Filter the items below and copy each line that contains the string "Target". Case counts, so treat uppercase and lowercase letters as different.

○ ○ ○

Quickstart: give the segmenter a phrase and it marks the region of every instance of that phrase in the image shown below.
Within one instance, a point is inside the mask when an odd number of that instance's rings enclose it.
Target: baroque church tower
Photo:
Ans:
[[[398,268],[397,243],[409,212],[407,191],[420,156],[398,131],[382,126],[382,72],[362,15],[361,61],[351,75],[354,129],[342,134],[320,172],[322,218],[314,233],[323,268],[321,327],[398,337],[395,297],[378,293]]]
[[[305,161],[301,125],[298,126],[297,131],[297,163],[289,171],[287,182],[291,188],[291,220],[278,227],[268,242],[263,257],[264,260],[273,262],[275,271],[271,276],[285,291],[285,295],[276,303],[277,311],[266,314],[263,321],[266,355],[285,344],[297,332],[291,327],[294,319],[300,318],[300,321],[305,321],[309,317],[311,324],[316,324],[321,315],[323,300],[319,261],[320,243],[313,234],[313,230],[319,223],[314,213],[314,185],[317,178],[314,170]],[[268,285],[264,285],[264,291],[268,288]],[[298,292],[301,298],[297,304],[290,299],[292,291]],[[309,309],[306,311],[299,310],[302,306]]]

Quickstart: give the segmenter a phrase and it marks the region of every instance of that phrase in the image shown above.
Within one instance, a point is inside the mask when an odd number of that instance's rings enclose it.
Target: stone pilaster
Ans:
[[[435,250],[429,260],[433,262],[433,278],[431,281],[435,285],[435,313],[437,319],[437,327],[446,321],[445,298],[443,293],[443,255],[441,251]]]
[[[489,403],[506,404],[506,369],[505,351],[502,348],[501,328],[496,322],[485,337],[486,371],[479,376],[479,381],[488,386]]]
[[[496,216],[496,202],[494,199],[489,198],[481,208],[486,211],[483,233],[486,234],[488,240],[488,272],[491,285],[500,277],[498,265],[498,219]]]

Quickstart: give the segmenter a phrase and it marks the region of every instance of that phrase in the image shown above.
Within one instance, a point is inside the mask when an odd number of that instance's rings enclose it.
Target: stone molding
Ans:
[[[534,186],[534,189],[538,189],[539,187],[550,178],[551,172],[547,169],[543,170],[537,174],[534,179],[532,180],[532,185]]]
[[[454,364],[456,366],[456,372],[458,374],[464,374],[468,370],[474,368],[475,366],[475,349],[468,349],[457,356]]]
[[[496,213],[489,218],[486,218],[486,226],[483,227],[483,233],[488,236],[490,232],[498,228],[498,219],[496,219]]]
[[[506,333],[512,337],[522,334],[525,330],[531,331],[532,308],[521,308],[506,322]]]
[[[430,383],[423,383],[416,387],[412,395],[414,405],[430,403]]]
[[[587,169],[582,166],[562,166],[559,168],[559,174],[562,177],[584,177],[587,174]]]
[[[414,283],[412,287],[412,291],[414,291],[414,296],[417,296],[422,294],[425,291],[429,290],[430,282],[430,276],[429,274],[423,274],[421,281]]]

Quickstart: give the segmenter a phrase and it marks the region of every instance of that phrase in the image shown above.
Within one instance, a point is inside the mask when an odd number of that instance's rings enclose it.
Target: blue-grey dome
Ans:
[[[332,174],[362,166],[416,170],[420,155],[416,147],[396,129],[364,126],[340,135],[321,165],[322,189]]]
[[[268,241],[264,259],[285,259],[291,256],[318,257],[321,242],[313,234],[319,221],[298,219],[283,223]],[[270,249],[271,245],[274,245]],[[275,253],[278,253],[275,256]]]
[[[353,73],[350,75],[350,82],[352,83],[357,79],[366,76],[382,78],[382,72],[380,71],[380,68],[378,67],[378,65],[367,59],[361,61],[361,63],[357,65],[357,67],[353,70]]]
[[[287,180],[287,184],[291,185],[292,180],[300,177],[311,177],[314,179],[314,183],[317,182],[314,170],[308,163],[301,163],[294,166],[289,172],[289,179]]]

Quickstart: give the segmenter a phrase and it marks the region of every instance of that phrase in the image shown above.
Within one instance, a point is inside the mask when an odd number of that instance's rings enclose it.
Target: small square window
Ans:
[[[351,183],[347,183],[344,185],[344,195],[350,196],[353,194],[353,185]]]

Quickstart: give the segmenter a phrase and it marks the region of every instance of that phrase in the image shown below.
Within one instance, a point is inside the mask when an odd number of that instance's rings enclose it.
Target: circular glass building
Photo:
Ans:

○ ○ ○

Answer to this task -
Target: baroque church tower
Target: stone pilaster
Target: stone molding
Target: blue-grey dome
Target: small square window
Target: circular glass building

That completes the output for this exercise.